AIM OF THE TASK: Give every line of the rows below as a JSON list of strings, one string per line, with blank lines left out.

DATASET ROWS:

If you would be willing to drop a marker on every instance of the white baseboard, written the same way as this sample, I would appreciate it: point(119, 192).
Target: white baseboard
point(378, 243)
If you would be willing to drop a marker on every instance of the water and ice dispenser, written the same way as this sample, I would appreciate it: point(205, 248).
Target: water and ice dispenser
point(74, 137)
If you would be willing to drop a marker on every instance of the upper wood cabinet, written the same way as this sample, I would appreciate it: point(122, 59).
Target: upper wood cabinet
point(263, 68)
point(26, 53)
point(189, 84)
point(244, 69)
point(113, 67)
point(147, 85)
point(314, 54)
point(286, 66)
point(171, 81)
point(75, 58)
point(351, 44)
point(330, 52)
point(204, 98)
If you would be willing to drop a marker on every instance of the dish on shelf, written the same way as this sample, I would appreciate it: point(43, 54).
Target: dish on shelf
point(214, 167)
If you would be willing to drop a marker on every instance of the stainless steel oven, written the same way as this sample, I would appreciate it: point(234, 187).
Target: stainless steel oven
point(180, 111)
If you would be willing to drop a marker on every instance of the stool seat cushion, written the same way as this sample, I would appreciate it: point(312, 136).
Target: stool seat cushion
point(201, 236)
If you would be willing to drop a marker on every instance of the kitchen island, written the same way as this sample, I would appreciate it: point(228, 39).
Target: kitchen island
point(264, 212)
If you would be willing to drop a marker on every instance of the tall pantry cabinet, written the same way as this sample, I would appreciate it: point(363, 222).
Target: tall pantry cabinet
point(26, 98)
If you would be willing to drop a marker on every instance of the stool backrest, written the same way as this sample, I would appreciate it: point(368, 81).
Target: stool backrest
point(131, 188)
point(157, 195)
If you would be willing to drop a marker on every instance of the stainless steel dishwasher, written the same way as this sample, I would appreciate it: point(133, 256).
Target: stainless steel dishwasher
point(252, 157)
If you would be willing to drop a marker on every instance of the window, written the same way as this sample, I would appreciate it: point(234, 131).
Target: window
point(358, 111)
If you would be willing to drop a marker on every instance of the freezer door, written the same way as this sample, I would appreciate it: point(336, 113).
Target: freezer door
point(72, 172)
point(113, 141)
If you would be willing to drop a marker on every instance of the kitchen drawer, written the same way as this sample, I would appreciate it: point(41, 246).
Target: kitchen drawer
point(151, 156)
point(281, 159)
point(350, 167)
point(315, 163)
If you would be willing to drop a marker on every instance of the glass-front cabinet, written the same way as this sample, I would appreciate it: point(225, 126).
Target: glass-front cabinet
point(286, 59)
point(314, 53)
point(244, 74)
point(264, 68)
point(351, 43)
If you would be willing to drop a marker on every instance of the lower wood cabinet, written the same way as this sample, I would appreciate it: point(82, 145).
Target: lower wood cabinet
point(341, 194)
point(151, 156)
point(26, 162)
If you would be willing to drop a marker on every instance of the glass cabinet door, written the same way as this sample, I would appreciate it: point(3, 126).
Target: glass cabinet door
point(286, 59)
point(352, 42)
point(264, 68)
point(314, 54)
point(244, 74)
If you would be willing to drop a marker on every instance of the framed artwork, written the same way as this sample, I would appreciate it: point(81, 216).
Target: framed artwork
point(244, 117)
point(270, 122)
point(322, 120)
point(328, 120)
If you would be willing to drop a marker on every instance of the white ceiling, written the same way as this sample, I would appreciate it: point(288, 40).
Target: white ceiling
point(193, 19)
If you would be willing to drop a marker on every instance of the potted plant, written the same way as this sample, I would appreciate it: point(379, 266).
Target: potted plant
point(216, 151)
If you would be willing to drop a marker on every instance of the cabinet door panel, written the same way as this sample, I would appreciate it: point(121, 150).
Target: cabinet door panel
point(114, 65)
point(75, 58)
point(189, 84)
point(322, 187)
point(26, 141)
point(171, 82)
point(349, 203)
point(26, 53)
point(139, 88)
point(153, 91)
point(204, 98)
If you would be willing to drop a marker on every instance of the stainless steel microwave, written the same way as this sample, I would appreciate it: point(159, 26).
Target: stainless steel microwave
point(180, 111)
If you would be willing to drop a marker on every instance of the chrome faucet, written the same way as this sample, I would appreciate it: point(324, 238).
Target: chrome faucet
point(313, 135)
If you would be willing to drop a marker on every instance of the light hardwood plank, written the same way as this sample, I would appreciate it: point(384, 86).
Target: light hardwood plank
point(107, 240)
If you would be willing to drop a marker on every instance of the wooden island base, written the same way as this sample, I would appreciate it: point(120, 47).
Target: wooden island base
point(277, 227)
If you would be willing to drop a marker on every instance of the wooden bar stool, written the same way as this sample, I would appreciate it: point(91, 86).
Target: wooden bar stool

RESPONSE TO THIS TASK:
[
  "If you would be willing to drop a marker on every instance of the white baseboard, written the same way as this sample, I would appreciate it: point(119, 192).",
  "Target: white baseboard",
  "point(378, 243)",
  "If you would be willing to drop a marker on every instance of the water and ice dispenser, written the same way as this sample, I would appreciate it: point(205, 248).",
  "Target: water and ice dispenser",
  "point(74, 137)",
  "If you would be willing to drop a marker on every instance of the upper wood cabinet, written the same way as this sample, I would appreciate it: point(122, 59).",
  "Target: upper wood cabinet",
  "point(263, 68)",
  "point(26, 53)",
  "point(189, 84)",
  "point(244, 69)",
  "point(113, 67)",
  "point(147, 85)",
  "point(314, 54)",
  "point(286, 66)",
  "point(171, 81)",
  "point(75, 58)",
  "point(351, 44)",
  "point(330, 52)",
  "point(204, 98)",
  "If you would be willing to drop a marker on every instance of the dish on shelf, written the same way as this sample, I would appreciate it: point(43, 54).",
  "Target: dish on shelf",
  "point(214, 167)",
  "If you would be willing to drop a marker on every instance of the stainless steel oven, written the same way as this sample, I would appreciate it: point(234, 187).",
  "Target: stainless steel oven",
  "point(180, 111)",
  "If you would be willing to drop a marker on every instance of the stool seat cushion, written the same way as this sample, I would appreciate it: point(312, 136).",
  "Target: stool seat cushion",
  "point(201, 236)",
  "If you would be willing to drop a marker on every instance of the kitchen island, written the same way as this sample, I would appreciate it: point(228, 39).",
  "Target: kitchen island",
  "point(264, 212)",
  "If you would be willing to drop a marker on every instance of the tall pantry cabinet, written the same way as this sample, I would appreciate it: point(363, 222).",
  "Target: tall pantry cabinet",
  "point(26, 98)",
  "If you would be willing to drop a marker on every instance of the stool backrest, written the same way as this sample, I would appreciate it: point(368, 81).",
  "Target: stool backrest",
  "point(131, 188)",
  "point(157, 195)",
  "If you would be willing to drop a marker on every instance of the stainless steel dishwasher, written the same way as this sample, I would appreciate it: point(133, 256).",
  "Target: stainless steel dishwasher",
  "point(252, 157)",
  "If you would be willing to drop a marker on every instance of the window, written the same way as this sample, I would appreciate it: point(234, 131).",
  "Target: window",
  "point(358, 111)",
  "If you would be willing to drop a marker on every instance of the freezer door, written the same way as this sample, I would appreciate it: point(336, 113).",
  "Target: freezer door",
  "point(72, 172)",
  "point(113, 141)",
  "If you would be willing to drop a marker on every instance of the kitchen drawer, written the same way as this sample, I would appreciate it: point(41, 246).",
  "Target: kitchen drawer",
  "point(151, 156)",
  "point(281, 159)",
  "point(350, 167)",
  "point(315, 163)",
  "If you would be willing to drop a marker on every instance of the glass-front cabinet, written the same way as this sample, I would appreciate it: point(225, 126).",
  "Target: glass-front cabinet",
  "point(286, 59)",
  "point(314, 53)",
  "point(244, 74)",
  "point(264, 68)",
  "point(351, 43)",
  "If you would be willing to drop a marker on every instance of the lower wood cabinet, written the same way as this sample, I would appreciate it: point(82, 145).",
  "Target: lower wood cabinet",
  "point(341, 194)",
  "point(151, 156)",
  "point(26, 162)",
  "If you would be willing to drop a marker on every instance of the glass cabinet door, written the same way as this sample, I would appreciate it: point(3, 126).",
  "Target: glass cabinet door",
  "point(286, 59)",
  "point(352, 42)",
  "point(264, 68)",
  "point(314, 54)",
  "point(244, 74)",
  "If you would be willing to drop a marker on every instance of the framed artwork, written the same way as this sample, I would appreciate it: point(81, 216).",
  "Target: framed artwork",
  "point(244, 117)",
  "point(270, 122)",
  "point(322, 120)",
  "point(328, 120)",
  "If you would be willing to drop a marker on every instance of the white ceiling, written the same way as this sample, I would appreciate it: point(288, 40).",
  "Target: white ceiling",
  "point(193, 19)",
  "If you would be willing to drop a marker on every instance of the potted plant, written the same way as this sample, I would appreciate it: point(379, 266).",
  "Target: potted plant",
  "point(216, 151)",
  "If you would be willing to drop a marker on every instance of the cabinet door panel, written the same way as this sample, I would appreciate it: point(121, 150).",
  "Target: cabinet door panel",
  "point(114, 65)",
  "point(75, 58)",
  "point(189, 84)",
  "point(322, 187)",
  "point(26, 141)",
  "point(171, 82)",
  "point(349, 203)",
  "point(26, 53)",
  "point(139, 88)",
  "point(153, 91)",
  "point(204, 98)",
  "If you would be willing to drop a marker on every instance of the stainless steel microwave, written the same way as this sample, I would appreciate it: point(159, 26).",
  "Target: stainless steel microwave",
  "point(180, 111)",
  "If you would be willing to drop a marker on every instance of the chrome faucet, written the same way as this sample, I would appreciate it: point(324, 238).",
  "Target: chrome faucet",
  "point(313, 135)",
  "If you would be willing to drop a marker on every instance of the light hardwood plank, written the same way as this sample, I would appreciate it: point(384, 86).",
  "Target: light hardwood plank",
  "point(107, 240)",
  "If you would be willing to drop a marker on every instance of the wooden island base, written the same way as this sample, I would appreciate it: point(120, 47).",
  "Target: wooden island base",
  "point(277, 227)",
  "If you would be willing to drop a marker on every instance of the wooden bar stool, written the same way as this sample, I would appreciate it: point(91, 86).",
  "Target: wooden bar stool"
]